*Extract provided:*
-- Start --

Expected labels of dependent variable in binary classification

I am a bit confused about which labels MXNet is expecting in a binary classification context.
In my problem, I have a dependent variable which looks like an array of 1s and 0s i.e. [1,0,0,0,1,1….0,0,0,1].
In numpy terms, its shape is (n_data_points,).

Given that, my last 2 layers in the model are defined as follows:

fc2 = mx.symbol.FullyConnected(data = fc1bn, name=‘fc2’, num_hidden=1)
mlp = mx.symbol.LogisticRegressionOutput(data = fc2, name = ‘softmax’)

This works perfectly.
Thing is, this works as well

fc2 = mx.symbol.FullyConnected(data = fc1bn, name=‘fc2’, num_hidden=2)
mlp = mx.symbol.SoftmaxOutput(data = fc2, name = ‘softmax’)

-- End --

*Provided information:*
-- Start --

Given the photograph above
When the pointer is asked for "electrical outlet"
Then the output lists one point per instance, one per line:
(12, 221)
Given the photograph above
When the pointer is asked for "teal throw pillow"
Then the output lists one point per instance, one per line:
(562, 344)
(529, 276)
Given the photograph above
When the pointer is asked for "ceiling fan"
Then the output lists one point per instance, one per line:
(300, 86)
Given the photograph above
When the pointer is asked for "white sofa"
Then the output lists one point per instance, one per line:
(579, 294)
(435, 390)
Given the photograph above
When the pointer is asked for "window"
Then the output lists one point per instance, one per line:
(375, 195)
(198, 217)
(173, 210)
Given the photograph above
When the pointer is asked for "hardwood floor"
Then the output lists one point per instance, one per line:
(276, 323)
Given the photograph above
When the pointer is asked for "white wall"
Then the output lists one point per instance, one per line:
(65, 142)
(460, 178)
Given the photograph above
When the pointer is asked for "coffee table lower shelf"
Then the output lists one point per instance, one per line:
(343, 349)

-- End --
-- Start --

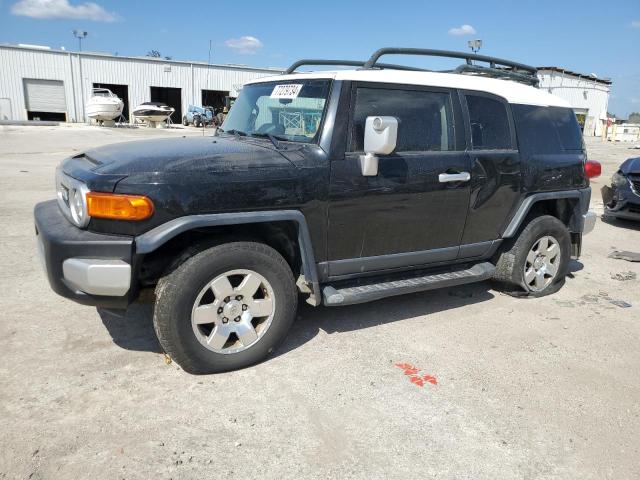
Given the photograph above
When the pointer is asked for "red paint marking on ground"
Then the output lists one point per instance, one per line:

-- End --

*Short exercise 1:* Count the lines of the entries that contain the string "white", matching case exactly, and give only that number.
*Short exercise 2:* Please carry on the forum post about binary classification labels in MXNet, starting after its last line.

*Exercise response 1:* 2

*Exercise response 2:*
whilst I would have expected the above to work only if the dependent variable was one-hot-encoded, i.e. [[1,0],[0,1],[0,1],[0,1],[1,0],…[0,1],[1,0]], or again, in numpy terms, shaped as (n_data_points,2).

Apparently SoftmaxOutput is smart enough to spit out a probability and return argmax at the same time.
Now, the question is, is there a recommended way of structuring a binary classification problem?
Shall one use a one-hot-encoded variable or not?
Knowing that LogisticRegressionOutput and SoftmaxOutput do exactly the same thing in a binary context, which one is recommended?

As the examples here show: http://mxnet.incubator.apache.org/api/python/symbol.html?highlight=softmaxoutput#mxnet.symbol.SoftmaxOutput
SoftmaxOutput by default takes integer labels.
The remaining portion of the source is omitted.